Source document –
[Begin]

Kraków

Kraków 2026: USA Breaks 11-Second Barrier in First-Ever Speed Mixed Relay

Samuel Watson and Emma Hunt's 10.89-second gold run on the Fourth of July capped a record-shattering weekend at the World Climbing Series.

Qontaktly Editorial·July 4, 2026·3 min read

A Historic First in Kraków's Old City Shadow

On 4 July 2026, the second day of the World Climbing Series Kraków 2026 produced a moment that will be referenced for years in competitive climbing: Samuel Watson and Emma Hunt of Team USA stopped the clock at 10.89 seconds to claim gold in the inaugural Speed Mixed Relay, becoming the first pair in history to break the 11-second barrier in the event.

The competition, first reported by World Climbing, brought together sixteen two-person teams, each consisting of one woman and one man, competing in knockout-format finals. The order in which each team's athletes climbed was left to the nation's discretion, adding a tactical layer to the format.

Records Fell in Every Round

The final was not an isolated burst of speed. Watson and Hunt had already rewritten the world and Pan American records once in the semi-final, posting 11.00 seconds before surpassing that mark in the gold medal race. The American pair's progression across the day illustrated how new formats can accelerate performance benchmarks almost immediately.

Indonesia 2, represented by Antasyafi Robby Al Hilmi and Desak Made Rita Kusuma Dewi, claimed silver in 11.30 seconds. Kusuma Dewi's podium finish was her second medal of the day, having earlier won the women's individual Speed title. The Asian record changed hands four times during the competition, with Indonesian teams driving three successive improvements before China 1's Zhou Yafei and Zhao Yicheng set a new continental mark of 11.17 in the bronze medal race.

Europe's continental record also fell multiple times. Italy's Ludovico Fossali and Giulia Randi lowered it twice, to 11.93 and then 11.85, before Ukraine's Polina Khalkevych and Yaroslav Tkach pushed it further down to 11.66.

The Significance of the Date

Watson noted that winning on the United States' national holiday sharpened the team's focus. "It means a lot to do it on Independence Day," he said. "That was our best team hype-up moment." Hunt echoed the sentiment and took a moment to praise the host city directly: "I love Kraków. It's the coolest venue, the crowd is huge and they do an amazing job running this event."

[End]

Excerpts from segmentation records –
[Begin]

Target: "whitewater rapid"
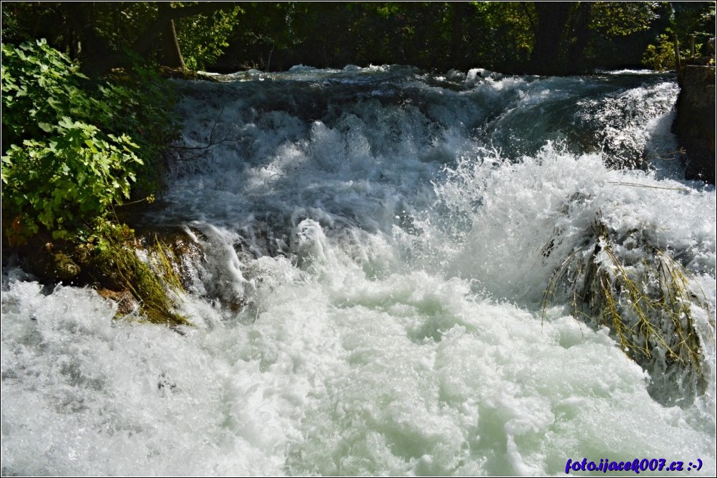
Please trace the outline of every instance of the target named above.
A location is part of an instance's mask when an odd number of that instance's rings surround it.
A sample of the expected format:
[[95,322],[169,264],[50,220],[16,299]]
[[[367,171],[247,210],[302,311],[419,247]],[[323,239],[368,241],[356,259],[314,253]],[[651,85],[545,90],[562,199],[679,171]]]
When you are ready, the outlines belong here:
[[194,327],[4,264],[3,474],[717,471],[713,317],[706,391],[675,399],[607,328],[541,308],[599,217],[674,254],[713,314],[716,192],[681,179],[673,78],[218,78],[177,82],[183,141],[143,219],[201,251]]

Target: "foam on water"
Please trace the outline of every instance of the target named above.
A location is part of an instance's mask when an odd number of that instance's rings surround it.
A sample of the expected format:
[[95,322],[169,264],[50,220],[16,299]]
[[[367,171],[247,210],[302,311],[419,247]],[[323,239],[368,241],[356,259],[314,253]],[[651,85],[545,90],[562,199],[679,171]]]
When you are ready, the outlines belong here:
[[181,306],[196,327],[115,320],[94,291],[5,267],[3,474],[564,474],[583,457],[717,471],[713,370],[704,395],[665,406],[606,329],[538,306],[600,214],[673,252],[713,311],[714,189],[572,144],[497,144],[505,112],[539,98],[564,129],[584,124],[579,98],[609,116],[640,97],[655,109],[631,147],[663,155],[675,90],[644,76],[303,67],[184,86],[186,144],[217,144],[177,164],[146,221],[201,246]]

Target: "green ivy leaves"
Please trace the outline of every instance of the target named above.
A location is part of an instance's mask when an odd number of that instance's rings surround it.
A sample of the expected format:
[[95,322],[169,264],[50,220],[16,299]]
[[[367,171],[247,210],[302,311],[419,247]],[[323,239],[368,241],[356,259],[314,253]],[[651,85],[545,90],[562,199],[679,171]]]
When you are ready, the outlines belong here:
[[[2,45],[1,78],[2,207],[11,242],[41,228],[71,238],[129,199],[138,177],[157,174],[174,129],[168,95],[155,83],[93,85],[42,40]],[[153,120],[167,126],[142,127]],[[153,174],[141,174],[148,167]]]

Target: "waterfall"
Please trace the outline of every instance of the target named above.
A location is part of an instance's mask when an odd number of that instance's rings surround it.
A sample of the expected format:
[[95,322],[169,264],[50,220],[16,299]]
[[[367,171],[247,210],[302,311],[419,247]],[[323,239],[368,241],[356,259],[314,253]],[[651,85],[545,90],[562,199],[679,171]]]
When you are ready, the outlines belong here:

[End]

Problems and tasks –
1. Reproduce the relay article from "Qontaktly Editorial·July 4, 2026·3" to "to the format.", inclusive.
2. For each statement, say whether the relay article supports it, and quote the words that decide it. (a) Sixteen two-person teams took part in the Speed Mixed Relay. (b) Watson and Hunt posted 11.00 seconds in the gold medal race. (c) Polina Khalkevych and Yaroslav Tkach lowered the European record to 11.66.
None of the items is needed for this work.

Answers –
1.
Qontaktly Editorial·July 4, 2026·3 min read

A Historic First in Kraków's Old City Shadow

On 4 July 2026, the second day of the World Climbing Series Kraków 2026 produced a moment that will be referenced for years in competitive climbing: Samuel Watson and Emma Hunt of Team USA stopped the clock at 10.89 seconds to claim gold in the inaugural Speed Mixed Relay, becoming the first pair in history to break the 11-second barrier in the event.

The competition, first reported by World Climbing, brought together sixteen two-person teams, each consisting of one woman and one man, competing in knockout-format finals. The order in which each team's athletes climbed was left to the nation's discretion, adding a tactical layer to the format.

2.
(a) Yes: "brought together sixteen two-person teams, each consisting of one woman and one man"
(b) No: "Watson and Hunt had already rewritten the world and Pan American records once in the semi-final, posting 11.00 seconds before surpassing that mark in the gold medal race"
(c) Yes: "Ukraine's Polina Khalkevych and Yaroslav Tkach pushed it further down to 11.66"